[TASK TO COMPLETE]
Below are the records; pull every line that includes "sandy".

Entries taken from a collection
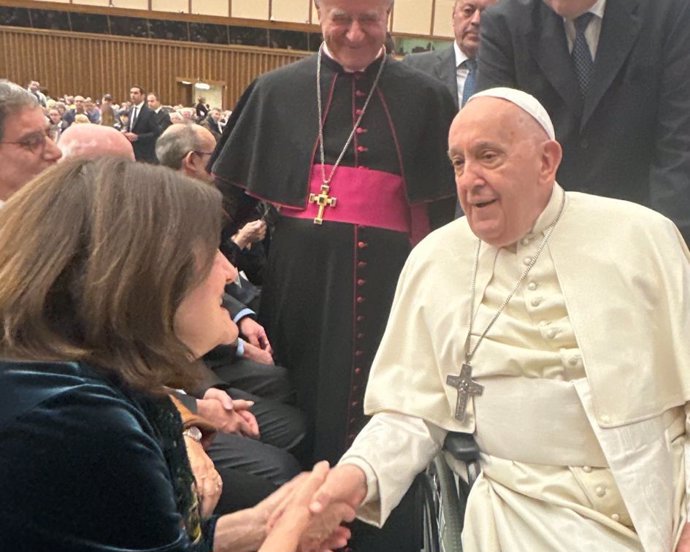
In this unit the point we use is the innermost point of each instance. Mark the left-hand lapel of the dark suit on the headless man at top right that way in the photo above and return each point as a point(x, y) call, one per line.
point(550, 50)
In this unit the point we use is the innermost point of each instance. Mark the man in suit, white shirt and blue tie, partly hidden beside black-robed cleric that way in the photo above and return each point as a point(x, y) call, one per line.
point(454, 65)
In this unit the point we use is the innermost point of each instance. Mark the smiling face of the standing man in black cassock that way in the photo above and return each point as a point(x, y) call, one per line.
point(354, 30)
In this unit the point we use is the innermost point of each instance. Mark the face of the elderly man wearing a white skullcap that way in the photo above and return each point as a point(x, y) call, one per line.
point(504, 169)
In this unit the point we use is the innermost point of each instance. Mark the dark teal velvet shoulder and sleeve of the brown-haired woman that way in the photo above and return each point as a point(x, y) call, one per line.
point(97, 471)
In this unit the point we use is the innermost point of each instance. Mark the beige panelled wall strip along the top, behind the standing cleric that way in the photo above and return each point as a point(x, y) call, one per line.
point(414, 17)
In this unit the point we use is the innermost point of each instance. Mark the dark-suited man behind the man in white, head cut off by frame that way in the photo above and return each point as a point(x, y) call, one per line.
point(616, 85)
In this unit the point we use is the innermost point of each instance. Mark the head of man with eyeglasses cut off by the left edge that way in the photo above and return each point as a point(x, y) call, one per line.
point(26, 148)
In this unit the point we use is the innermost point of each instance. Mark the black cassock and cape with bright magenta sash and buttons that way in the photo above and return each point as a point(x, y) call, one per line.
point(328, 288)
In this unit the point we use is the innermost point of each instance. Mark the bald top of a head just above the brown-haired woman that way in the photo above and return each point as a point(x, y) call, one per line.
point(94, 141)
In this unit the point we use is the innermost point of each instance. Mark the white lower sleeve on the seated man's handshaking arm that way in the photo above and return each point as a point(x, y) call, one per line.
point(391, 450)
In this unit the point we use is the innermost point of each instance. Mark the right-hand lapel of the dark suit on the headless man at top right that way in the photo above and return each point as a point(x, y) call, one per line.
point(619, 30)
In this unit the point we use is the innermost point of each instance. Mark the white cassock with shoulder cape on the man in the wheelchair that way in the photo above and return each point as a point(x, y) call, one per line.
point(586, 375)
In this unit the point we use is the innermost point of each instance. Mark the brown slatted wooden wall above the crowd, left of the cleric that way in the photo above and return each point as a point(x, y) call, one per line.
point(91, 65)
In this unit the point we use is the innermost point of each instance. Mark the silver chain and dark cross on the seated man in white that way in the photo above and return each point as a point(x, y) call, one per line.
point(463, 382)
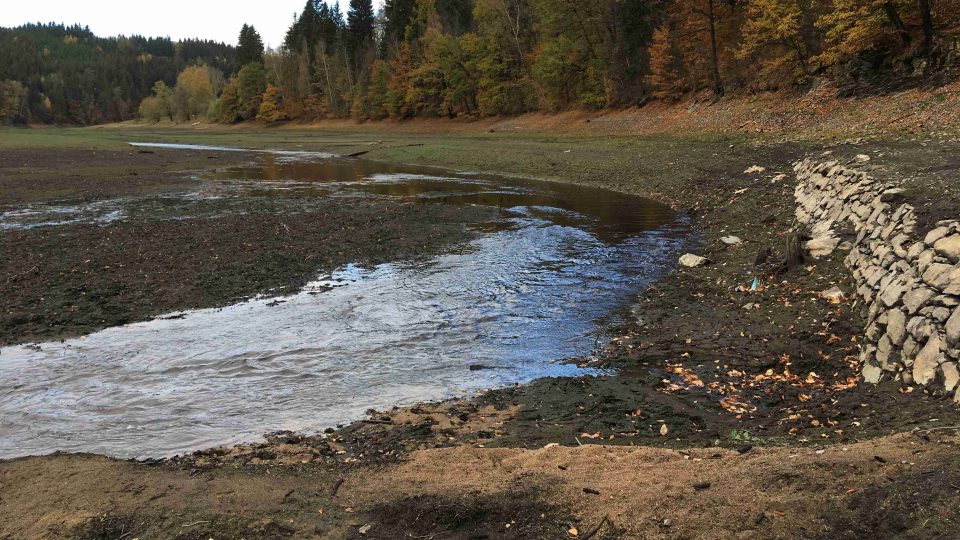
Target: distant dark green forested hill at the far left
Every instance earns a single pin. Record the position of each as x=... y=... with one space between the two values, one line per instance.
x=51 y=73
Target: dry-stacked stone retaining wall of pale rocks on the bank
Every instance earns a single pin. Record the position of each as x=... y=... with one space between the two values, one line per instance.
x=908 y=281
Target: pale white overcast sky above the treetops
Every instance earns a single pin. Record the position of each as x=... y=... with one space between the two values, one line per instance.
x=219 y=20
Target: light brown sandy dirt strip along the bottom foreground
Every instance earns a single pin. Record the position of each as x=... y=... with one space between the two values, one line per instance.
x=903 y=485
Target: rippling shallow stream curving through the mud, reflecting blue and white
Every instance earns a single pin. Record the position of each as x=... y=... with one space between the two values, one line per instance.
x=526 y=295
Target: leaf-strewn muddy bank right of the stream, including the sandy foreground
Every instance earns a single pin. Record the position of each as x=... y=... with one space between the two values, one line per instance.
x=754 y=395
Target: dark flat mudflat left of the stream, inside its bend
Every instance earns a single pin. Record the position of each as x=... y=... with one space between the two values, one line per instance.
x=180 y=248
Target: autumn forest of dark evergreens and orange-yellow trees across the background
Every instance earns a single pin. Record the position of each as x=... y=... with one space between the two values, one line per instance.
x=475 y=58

[ANSWER TO THE PROBLEM]
Target: light brown sandy dirt strip along the bottom foreground
Target: leaf-strewn muddy bank right of the stream, including the sandy foreground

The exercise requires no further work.